*** Source records ***

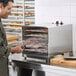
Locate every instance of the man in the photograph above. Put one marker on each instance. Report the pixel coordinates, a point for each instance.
(5, 10)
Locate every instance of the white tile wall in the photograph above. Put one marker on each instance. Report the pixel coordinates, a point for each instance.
(48, 11)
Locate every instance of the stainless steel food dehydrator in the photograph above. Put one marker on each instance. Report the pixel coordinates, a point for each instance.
(44, 41)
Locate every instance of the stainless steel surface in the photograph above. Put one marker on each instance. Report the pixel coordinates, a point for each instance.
(47, 69)
(45, 40)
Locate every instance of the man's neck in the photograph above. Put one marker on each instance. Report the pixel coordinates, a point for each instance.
(0, 19)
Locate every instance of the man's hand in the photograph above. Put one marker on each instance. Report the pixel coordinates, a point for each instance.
(16, 49)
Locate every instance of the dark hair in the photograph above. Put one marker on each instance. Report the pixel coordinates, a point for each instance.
(5, 2)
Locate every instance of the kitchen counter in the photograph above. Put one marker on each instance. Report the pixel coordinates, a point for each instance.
(47, 69)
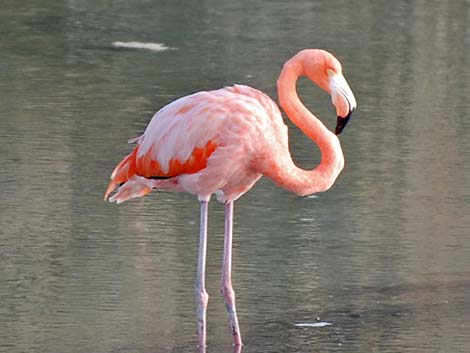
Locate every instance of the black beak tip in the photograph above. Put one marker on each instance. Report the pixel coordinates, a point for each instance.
(341, 122)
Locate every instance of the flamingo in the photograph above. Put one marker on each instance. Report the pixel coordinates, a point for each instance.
(223, 141)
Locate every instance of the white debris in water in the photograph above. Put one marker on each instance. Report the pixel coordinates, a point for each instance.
(313, 324)
(140, 45)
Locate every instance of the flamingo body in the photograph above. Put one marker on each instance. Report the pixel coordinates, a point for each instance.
(223, 141)
(204, 143)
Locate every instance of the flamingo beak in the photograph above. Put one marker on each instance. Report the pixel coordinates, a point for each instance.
(341, 123)
(343, 99)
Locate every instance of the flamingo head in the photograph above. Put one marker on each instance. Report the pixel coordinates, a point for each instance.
(325, 70)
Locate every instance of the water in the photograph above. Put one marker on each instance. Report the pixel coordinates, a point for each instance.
(384, 256)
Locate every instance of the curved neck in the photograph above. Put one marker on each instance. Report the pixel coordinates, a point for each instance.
(322, 177)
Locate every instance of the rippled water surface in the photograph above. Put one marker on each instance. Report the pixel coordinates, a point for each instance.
(384, 257)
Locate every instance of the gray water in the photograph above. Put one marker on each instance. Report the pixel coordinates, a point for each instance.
(384, 256)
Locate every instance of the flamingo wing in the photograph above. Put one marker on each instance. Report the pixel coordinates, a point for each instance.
(178, 140)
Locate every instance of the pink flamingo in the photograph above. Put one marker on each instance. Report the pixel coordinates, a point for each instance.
(223, 141)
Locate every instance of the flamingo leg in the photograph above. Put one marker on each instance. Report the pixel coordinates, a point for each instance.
(226, 287)
(201, 295)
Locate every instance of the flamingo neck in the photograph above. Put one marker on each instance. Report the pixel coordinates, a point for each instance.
(321, 178)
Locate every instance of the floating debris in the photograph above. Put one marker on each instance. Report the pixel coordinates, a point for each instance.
(140, 45)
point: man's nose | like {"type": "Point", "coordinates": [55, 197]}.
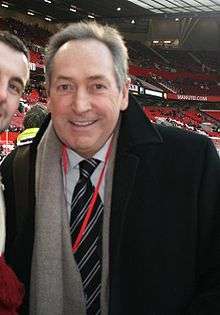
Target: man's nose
{"type": "Point", "coordinates": [3, 92]}
{"type": "Point", "coordinates": [81, 102]}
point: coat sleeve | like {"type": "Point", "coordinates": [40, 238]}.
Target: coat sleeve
{"type": "Point", "coordinates": [207, 298]}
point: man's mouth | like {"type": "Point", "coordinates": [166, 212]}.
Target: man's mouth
{"type": "Point", "coordinates": [83, 123]}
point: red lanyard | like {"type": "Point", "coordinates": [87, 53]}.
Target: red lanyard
{"type": "Point", "coordinates": [90, 209]}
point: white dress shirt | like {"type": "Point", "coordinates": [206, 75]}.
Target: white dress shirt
{"type": "Point", "coordinates": [72, 176]}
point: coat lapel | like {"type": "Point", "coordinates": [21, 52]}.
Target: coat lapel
{"type": "Point", "coordinates": [136, 134]}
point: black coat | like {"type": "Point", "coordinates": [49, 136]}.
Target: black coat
{"type": "Point", "coordinates": [165, 221]}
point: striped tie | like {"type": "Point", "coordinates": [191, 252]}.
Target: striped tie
{"type": "Point", "coordinates": [88, 255]}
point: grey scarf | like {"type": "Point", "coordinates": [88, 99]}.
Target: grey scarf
{"type": "Point", "coordinates": [56, 286]}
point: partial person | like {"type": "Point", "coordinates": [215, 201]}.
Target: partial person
{"type": "Point", "coordinates": [32, 122]}
{"type": "Point", "coordinates": [14, 74]}
{"type": "Point", "coordinates": [116, 216]}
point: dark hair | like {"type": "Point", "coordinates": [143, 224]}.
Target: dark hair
{"type": "Point", "coordinates": [35, 116]}
{"type": "Point", "coordinates": [14, 42]}
{"type": "Point", "coordinates": [105, 34]}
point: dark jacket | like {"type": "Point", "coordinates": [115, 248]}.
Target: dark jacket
{"type": "Point", "coordinates": [165, 221]}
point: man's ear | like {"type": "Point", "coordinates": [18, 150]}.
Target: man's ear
{"type": "Point", "coordinates": [48, 104]}
{"type": "Point", "coordinates": [125, 94]}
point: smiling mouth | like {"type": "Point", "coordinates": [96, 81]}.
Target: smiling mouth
{"type": "Point", "coordinates": [83, 123]}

***

### What you will do
Reproduce the full material exactly, excluding the pictures.

### Answer in full
Locate every instance of the man in the photograph above. Put one marker on each instance. Report the pixel coordinates, a point for each instance.
(5, 10)
Locate every instance of the white tile wall in the photograph above. Put one marker on each instance. Report the pixel coordinates, a point for each instance.
(48, 11)
Locate every instance of the stainless steel food dehydrator in the photograph above. Put one marker on each instance. Report the pixel coordinates, a point for each instance.
(44, 41)
Locate every instance of the stainless steel surface in the photograph above. Put one marker on each instance. Report the pixel coordinates, a point for each instance.
(47, 69)
(45, 40)
Locate every instance of the man's neck in the photograph above. Put one marker on each instance. Report the pixel coordinates, a point for each instance.
(0, 19)
Locate every instance of the man's hand in the photograph above. Put one marker on each instance. Report the pixel coordinates, a point for each instance.
(16, 49)
Locate every instance of the dark hair in the photograph above. Put one marker on each instance. Report the pixel coordinates, a point for each instance.
(5, 2)
Locate every instance of the kitchen counter in the photograph above. Put one marker on each instance. Report the pixel coordinates, a point for each instance.
(47, 69)
Locate every instance of the black beak tip in the photograph above. Put one marker on each instance. Report the pixel coordinates, a point for each instance.
(341, 122)
Locate every instance of the flamingo in the photograph above. Put one marker on each instance. Report the pixel coordinates, a point for each instance.
(223, 141)
Locate every instance of the white debris in water in the photograph above. Put one marker on each instance. Report the pixel coordinates, a point for each instance.
(313, 324)
(140, 45)
Locate every instance of the flamingo body in the photograph above. Put one marker on each instance. Report the pixel coordinates, a point for each instance.
(223, 141)
(204, 143)
Locate every instance of the flamingo beak in the photograph above. Put one marker on each instance. Report the pixel coordinates, a point for each instance.
(341, 123)
(343, 99)
Locate every instance of the flamingo head in the photograph above. Put one marker on each instance. Report the pixel coordinates, a point for each instance.
(325, 70)
Locate every instance of the water in the photograph above. Put one marker on each instance. Report the pixel coordinates, a point for each instance.
(384, 256)
Locate every instance of the curved neck in the photograph above. Put one marker on each instance. Report the pixel coordinates, a point for each instance.
(322, 177)
Locate every instance of the rippled water surface in the photograph above. Put one marker on each instance. Report the pixel coordinates, a point for each instance.
(384, 257)
Locate every instance of the gray water in the photograph above. Put one marker on each instance. Report the pixel coordinates, a point for each instance.
(384, 256)
Locate every instance of the flamingo wing in the photograph above. Put one marker on each instance. Report the pixel coordinates, a point for each instance.
(178, 140)
Locate every instance of the pink flamingo in the photograph above. Put one marker on each instance. Report the pixel coordinates, a point for each instance.
(223, 141)
Locate every instance of the flamingo leg in the photograph above. Put one marker on each instance. Report the pixel coordinates, a point for each instance.
(226, 287)
(201, 295)
Locate every instance of the flamingo neck in the photograph above. Put one marker on each instance. Report the pixel coordinates, a point for each instance.
(321, 178)
Locate every instance of the floating debris in the photograph above. Put one marker on each instance. Report the pixel coordinates, a point for each instance.
(140, 45)
point: man's nose | like {"type": "Point", "coordinates": [55, 197]}.
Target: man's nose
{"type": "Point", "coordinates": [3, 92]}
{"type": "Point", "coordinates": [81, 102]}
point: coat sleeve | like {"type": "Point", "coordinates": [40, 238]}.
Target: coat sleeve
{"type": "Point", "coordinates": [207, 298]}
point: man's mouth | like {"type": "Point", "coordinates": [166, 212]}.
Target: man's mouth
{"type": "Point", "coordinates": [83, 123]}
point: red lanyard | like {"type": "Point", "coordinates": [87, 53]}.
Target: red lanyard
{"type": "Point", "coordinates": [90, 209]}
point: white dress shirt | like {"type": "Point", "coordinates": [206, 75]}.
Target: white dress shirt
{"type": "Point", "coordinates": [72, 176]}
point: coat lapel | like {"type": "Point", "coordinates": [21, 52]}.
Target: coat lapel
{"type": "Point", "coordinates": [136, 134]}
point: black coat | like {"type": "Point", "coordinates": [49, 136]}.
Target: black coat
{"type": "Point", "coordinates": [165, 221]}
point: striped tie | like {"type": "Point", "coordinates": [191, 252]}.
Target: striped tie
{"type": "Point", "coordinates": [88, 255]}
point: grey scarf | like {"type": "Point", "coordinates": [88, 99]}.
Target: grey scarf
{"type": "Point", "coordinates": [56, 286]}
point: partial person | like {"type": "Point", "coordinates": [215, 201]}.
Target: partial person
{"type": "Point", "coordinates": [32, 122]}
{"type": "Point", "coordinates": [14, 74]}
{"type": "Point", "coordinates": [116, 216]}
point: dark hair | like {"type": "Point", "coordinates": [143, 224]}.
Target: dark hair
{"type": "Point", "coordinates": [35, 116]}
{"type": "Point", "coordinates": [14, 42]}
{"type": "Point", "coordinates": [105, 34]}
point: dark jacket | like {"type": "Point", "coordinates": [115, 248]}.
Target: dark jacket
{"type": "Point", "coordinates": [165, 221]}
point: man's ear | like {"type": "Point", "coordinates": [18, 150]}.
Target: man's ear
{"type": "Point", "coordinates": [48, 104]}
{"type": "Point", "coordinates": [125, 94]}
point: smiling mouth | like {"type": "Point", "coordinates": [96, 81]}.
Target: smiling mouth
{"type": "Point", "coordinates": [83, 123]}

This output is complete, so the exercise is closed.